Given problem
Copy the entries from the line that has "this sample: (294,71)." through the end of the entries, swapping "outline" for "boundary" and leaving everything else unchanged. Leave the pictures out.

Dataset records

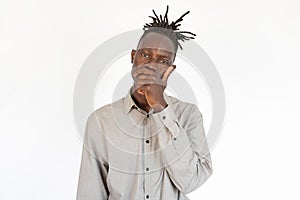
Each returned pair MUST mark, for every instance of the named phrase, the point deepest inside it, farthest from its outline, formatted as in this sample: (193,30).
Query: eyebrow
(169,56)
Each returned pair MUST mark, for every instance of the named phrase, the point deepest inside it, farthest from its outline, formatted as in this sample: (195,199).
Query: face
(156,51)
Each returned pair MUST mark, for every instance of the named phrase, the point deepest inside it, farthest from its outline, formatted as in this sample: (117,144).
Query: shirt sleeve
(93,170)
(184,151)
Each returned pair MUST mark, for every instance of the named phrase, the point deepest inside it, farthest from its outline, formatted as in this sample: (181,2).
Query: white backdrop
(255,46)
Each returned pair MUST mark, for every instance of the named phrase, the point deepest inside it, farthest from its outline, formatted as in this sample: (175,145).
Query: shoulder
(107,110)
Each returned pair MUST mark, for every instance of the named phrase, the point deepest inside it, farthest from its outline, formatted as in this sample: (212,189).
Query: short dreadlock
(162,26)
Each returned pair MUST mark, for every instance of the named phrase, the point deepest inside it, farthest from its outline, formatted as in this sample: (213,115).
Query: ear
(132,55)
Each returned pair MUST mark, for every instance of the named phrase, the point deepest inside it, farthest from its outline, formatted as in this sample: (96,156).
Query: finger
(167,73)
(142,71)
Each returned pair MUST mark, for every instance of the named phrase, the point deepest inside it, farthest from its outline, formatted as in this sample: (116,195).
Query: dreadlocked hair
(161,24)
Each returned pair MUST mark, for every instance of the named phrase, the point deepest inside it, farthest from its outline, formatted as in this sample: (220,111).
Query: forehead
(157,41)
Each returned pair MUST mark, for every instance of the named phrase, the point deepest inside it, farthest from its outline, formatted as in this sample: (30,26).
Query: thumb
(167,73)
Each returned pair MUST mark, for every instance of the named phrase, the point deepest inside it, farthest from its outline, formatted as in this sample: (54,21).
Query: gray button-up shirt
(129,154)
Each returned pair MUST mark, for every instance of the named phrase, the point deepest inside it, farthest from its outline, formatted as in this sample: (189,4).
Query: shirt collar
(129,103)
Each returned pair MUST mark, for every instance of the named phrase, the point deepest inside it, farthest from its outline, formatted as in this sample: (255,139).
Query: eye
(144,55)
(164,61)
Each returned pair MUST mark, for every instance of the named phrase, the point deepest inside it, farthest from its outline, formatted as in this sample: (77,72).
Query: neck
(140,100)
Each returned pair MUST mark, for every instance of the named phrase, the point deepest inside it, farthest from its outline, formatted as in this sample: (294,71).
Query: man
(147,145)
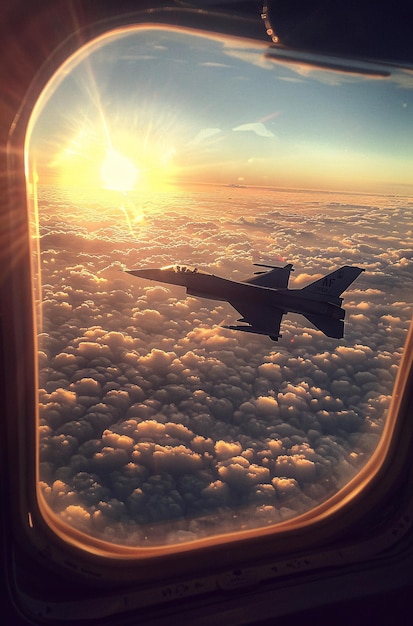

Full solution
Each returned pair MUST mark, for every instance of the named phrase, the point deepest inside it, farthest from its boundary, formatted as in this sample: (294,71).
Query: man
(147,145)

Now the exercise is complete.